* Exercise material
┏━━

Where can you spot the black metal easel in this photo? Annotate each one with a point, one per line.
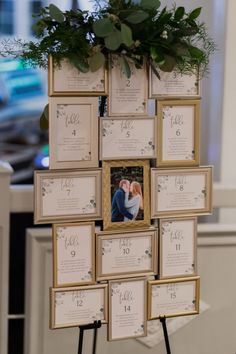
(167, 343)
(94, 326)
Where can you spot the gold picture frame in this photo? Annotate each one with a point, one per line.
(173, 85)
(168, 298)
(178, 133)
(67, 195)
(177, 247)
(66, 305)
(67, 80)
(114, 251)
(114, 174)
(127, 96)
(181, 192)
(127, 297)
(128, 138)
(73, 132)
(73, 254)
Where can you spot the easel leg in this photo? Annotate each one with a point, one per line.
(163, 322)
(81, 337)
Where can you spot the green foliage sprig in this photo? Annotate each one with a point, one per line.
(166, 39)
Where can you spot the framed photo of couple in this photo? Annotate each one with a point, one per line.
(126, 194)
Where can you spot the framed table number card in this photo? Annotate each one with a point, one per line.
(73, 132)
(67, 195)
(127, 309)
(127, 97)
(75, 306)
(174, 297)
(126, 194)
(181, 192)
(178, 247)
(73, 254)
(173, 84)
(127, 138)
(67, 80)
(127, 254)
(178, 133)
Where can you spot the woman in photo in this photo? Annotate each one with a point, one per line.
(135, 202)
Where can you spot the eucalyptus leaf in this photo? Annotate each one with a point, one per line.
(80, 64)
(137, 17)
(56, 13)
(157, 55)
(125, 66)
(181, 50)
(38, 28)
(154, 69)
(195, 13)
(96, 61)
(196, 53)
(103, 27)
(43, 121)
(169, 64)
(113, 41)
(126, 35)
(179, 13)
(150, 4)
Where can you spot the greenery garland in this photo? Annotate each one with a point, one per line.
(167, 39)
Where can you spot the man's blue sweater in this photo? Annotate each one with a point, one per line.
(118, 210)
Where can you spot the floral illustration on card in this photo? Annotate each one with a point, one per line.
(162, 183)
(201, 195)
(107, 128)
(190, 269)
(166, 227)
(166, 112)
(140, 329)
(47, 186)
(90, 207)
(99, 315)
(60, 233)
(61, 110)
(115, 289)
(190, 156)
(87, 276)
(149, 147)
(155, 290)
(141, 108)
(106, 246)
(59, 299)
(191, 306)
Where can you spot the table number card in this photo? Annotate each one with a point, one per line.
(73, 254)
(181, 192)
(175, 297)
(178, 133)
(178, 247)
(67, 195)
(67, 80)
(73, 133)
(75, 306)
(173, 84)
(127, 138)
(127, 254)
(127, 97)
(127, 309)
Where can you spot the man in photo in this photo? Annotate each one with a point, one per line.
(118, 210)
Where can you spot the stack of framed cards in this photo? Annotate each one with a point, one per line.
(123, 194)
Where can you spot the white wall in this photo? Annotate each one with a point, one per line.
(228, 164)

┗━━
┏━━

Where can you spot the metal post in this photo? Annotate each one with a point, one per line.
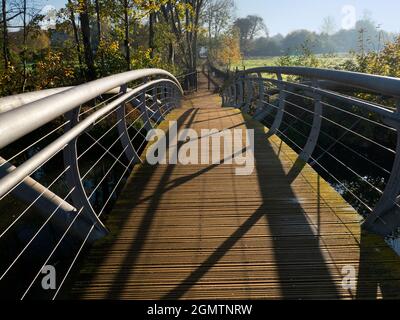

┗━━
┏━━

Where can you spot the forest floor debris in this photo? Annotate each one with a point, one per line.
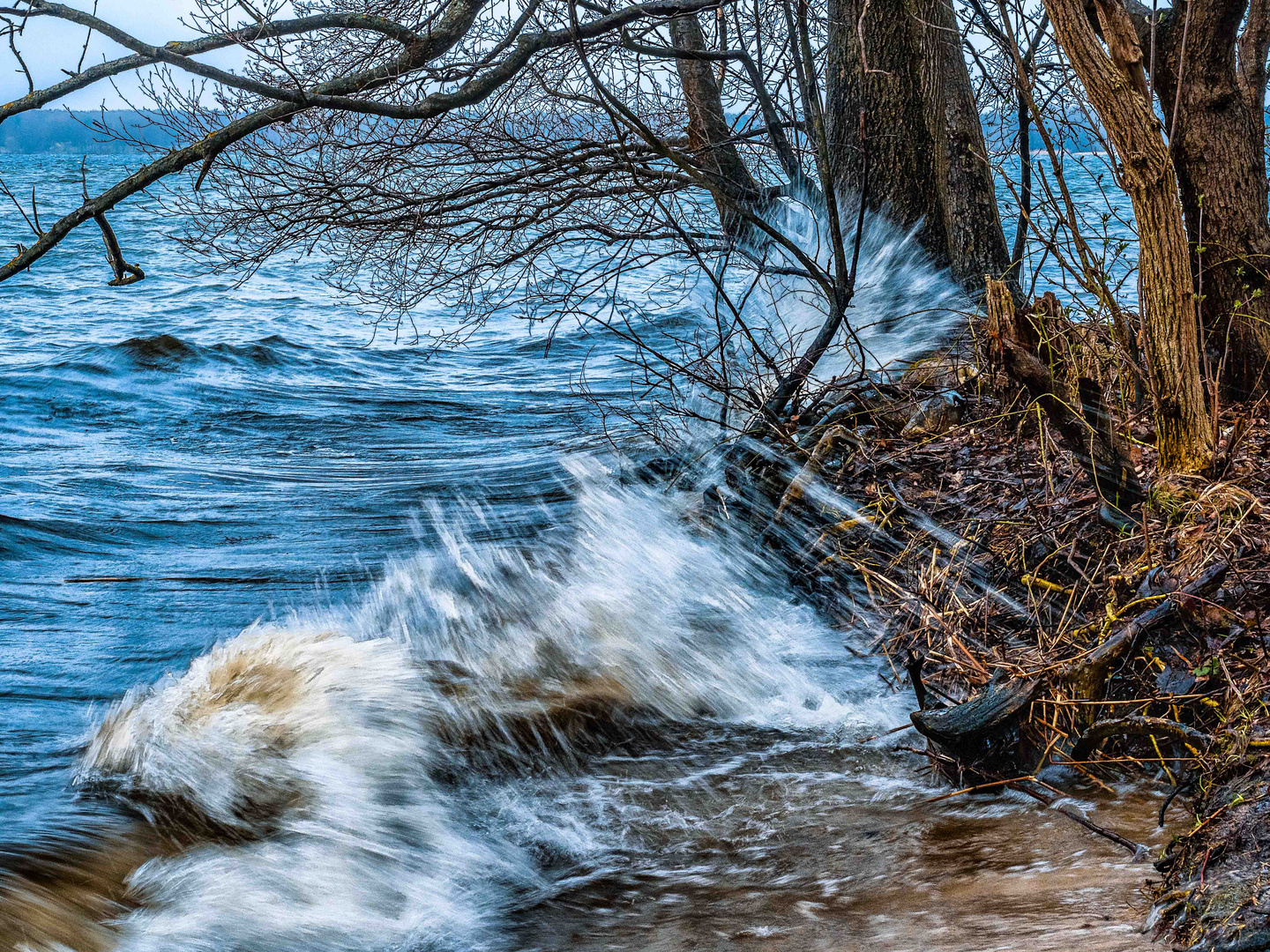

┗━━

* Exercise description
Show each line above that contains the word "number", copying every such line in full. Match case exactly.

* Correct answer
Where can you spot the framed table number card in this photo? Annotate each one with a point, one per line.
Where can you spot the table number card in this photo? Annotate each one with a point, one per line.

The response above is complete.